Location labeling records:
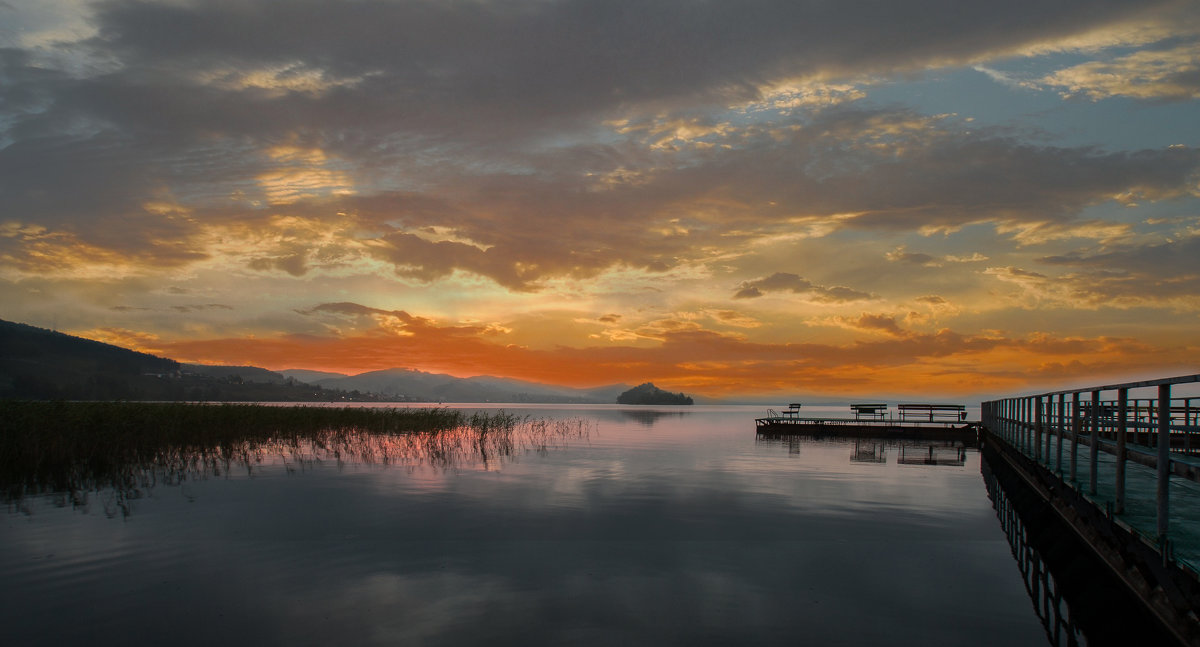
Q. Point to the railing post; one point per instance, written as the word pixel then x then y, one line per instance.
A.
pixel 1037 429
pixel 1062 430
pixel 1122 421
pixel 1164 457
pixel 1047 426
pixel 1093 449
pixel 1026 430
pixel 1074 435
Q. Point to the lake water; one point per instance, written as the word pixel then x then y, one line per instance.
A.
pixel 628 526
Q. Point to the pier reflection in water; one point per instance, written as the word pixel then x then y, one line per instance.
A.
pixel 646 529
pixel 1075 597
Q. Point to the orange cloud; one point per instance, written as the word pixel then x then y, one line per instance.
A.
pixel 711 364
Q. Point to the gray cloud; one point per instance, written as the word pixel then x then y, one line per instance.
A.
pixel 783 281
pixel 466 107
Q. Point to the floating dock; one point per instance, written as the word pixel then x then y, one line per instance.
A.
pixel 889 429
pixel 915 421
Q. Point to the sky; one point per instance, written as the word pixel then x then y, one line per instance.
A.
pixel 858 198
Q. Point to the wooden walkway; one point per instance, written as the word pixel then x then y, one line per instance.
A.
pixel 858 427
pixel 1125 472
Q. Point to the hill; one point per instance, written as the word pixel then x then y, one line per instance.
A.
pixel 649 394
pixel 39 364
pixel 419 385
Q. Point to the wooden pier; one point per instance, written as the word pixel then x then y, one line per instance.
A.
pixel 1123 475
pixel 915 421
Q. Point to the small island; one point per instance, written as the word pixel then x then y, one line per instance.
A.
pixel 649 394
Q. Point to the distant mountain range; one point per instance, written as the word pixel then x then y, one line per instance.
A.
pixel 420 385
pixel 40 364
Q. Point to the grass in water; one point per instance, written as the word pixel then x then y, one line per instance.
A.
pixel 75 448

→ Written request:
Please rewrite all the records, changing "one line per instance" to "each on its own line" everywhere it occurs and leaving everything else as it is. Leave the pictures out.

→ Solution to the problem:
Q. Point to the railing post; one point per instance, written as the word pixel then x then y, each on its own line.
A.
pixel 1037 429
pixel 1062 430
pixel 1122 421
pixel 1164 457
pixel 1047 426
pixel 1093 449
pixel 1026 430
pixel 1074 435
Q. Point to the lake water; one point per instance, written as the word pixel then x then y, each on its own line.
A.
pixel 628 526
Q. Point to the pier reflection in water; one point per instance, written as the word pixel then x then y, each on its own line.
A.
pixel 646 529
pixel 1075 597
Q. Point to the orange cloud; one point per instance, written as the word pixel then x then y, each on its own line.
A.
pixel 711 364
Q. Point to the gray cloud; one point per instance, written as the word pixel then x then y, each on its own line.
A.
pixel 783 281
pixel 466 107
Q. Point to the floating dock; one point per instance, written as the word pixel then x then y, each on its own line.
A.
pixel 889 429
pixel 915 421
Q. Point to the sky; one point per instance, written as the word pixel then x then y, each on its own line.
A.
pixel 858 198
Q. Point to the wooden walkway; one point per instance, written as the word pixel then x then y, each on its own line.
A.
pixel 858 427
pixel 1125 472
Q. Point to the hill; one point per instance, written as the word pixel then x then y, each on its own line.
A.
pixel 649 394
pixel 39 364
pixel 419 385
Q. Point to the wooden pier; one point per instance, written as the word pixel then x then y, each on its own line.
A.
pixel 1123 475
pixel 915 421
Q. Point to the small island; one point per instance, written as the word pixel then x then y, each on its own line.
A.
pixel 649 394
Q. Point to the distant mountain range; one point per instance, written as the word pixel then x then y, each on its own line.
A.
pixel 420 385
pixel 40 364
Q. Point to the grass in water; one point per instance, written as the word pixel then x then y, each on its own line.
A.
pixel 75 448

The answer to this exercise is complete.